**EXERCISE TASK**
Write out everything from the line containing "handle you find." down to the line containing "04/05/2024 you find.", reproducing each line exactly and including both of those lines.

**EXERCISE INPUT**
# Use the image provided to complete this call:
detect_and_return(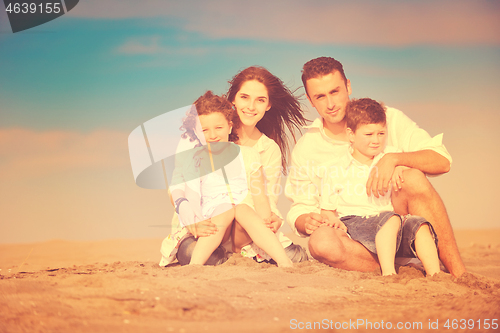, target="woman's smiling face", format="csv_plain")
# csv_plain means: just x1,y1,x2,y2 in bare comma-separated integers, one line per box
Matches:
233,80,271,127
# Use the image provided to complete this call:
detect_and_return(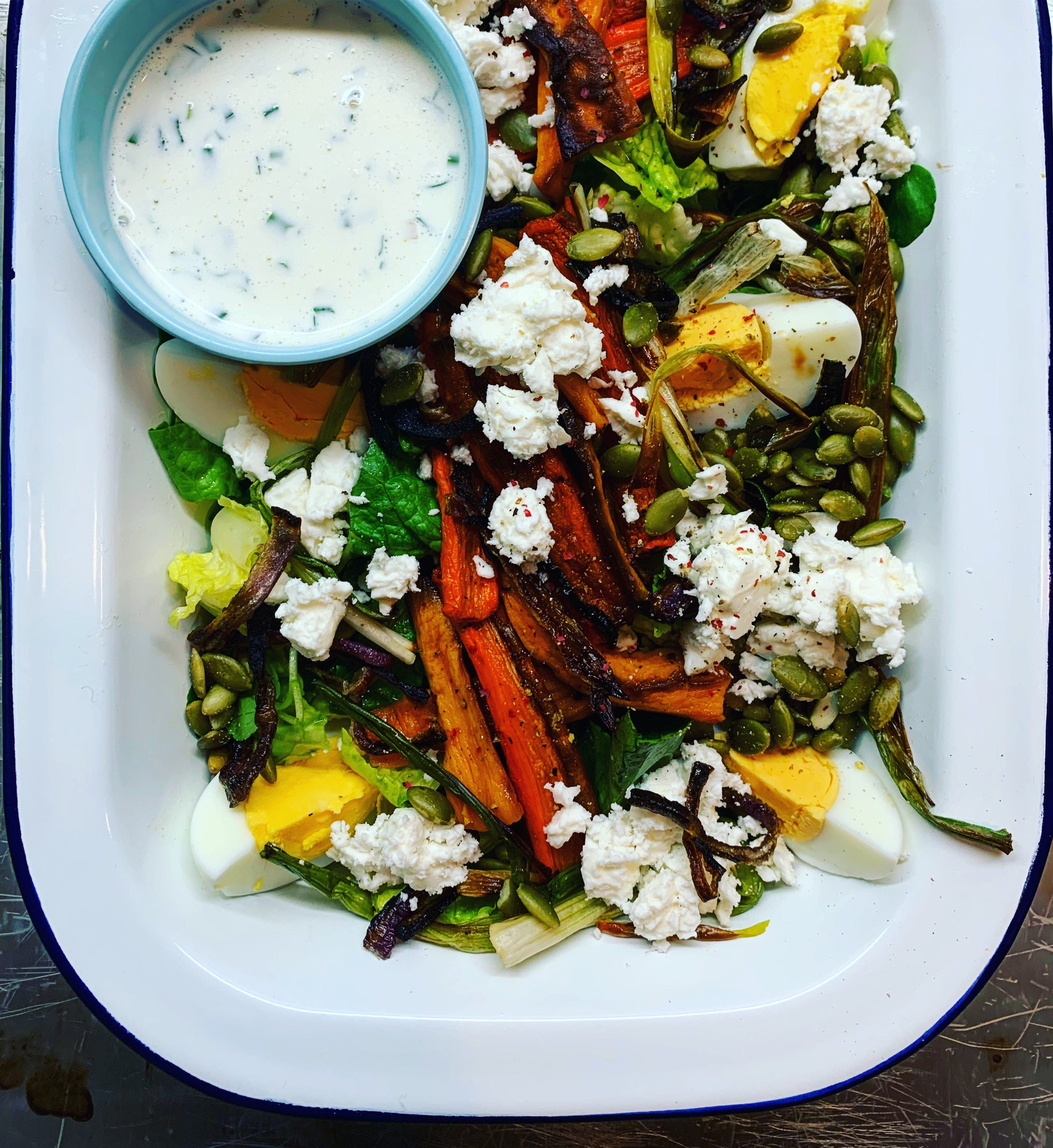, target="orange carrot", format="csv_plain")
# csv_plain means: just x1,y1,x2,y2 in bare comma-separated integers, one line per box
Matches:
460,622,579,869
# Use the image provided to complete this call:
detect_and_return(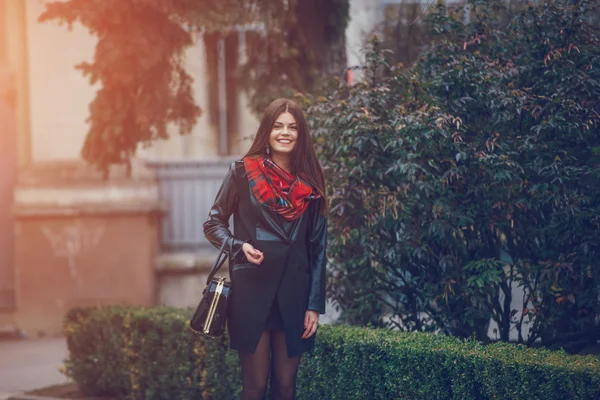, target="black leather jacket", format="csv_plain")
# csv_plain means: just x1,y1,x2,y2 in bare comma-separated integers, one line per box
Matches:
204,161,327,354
==
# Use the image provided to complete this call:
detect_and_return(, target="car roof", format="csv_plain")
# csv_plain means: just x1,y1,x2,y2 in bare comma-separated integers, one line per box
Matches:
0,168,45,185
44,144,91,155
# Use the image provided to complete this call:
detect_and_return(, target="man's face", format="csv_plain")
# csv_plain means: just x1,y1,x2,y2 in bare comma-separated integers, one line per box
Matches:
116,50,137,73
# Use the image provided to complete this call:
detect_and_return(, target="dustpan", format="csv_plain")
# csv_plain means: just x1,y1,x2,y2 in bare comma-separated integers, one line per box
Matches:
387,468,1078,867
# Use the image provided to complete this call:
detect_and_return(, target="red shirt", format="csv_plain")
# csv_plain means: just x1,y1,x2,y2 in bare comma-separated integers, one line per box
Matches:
...
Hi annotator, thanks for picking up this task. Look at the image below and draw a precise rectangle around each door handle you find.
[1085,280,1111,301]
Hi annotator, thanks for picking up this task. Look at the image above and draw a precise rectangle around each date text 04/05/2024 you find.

**FULL RESPONSE**
Hi annotator, thanks for picking up this task. Look at the image below and draw a precise rectangle around each door handle you find.
[1085,280,1111,301]
Hi annotator, thanks for picking up this task. Look at the image above and draw a precise rectangle around each date text 04/05/2024 you find.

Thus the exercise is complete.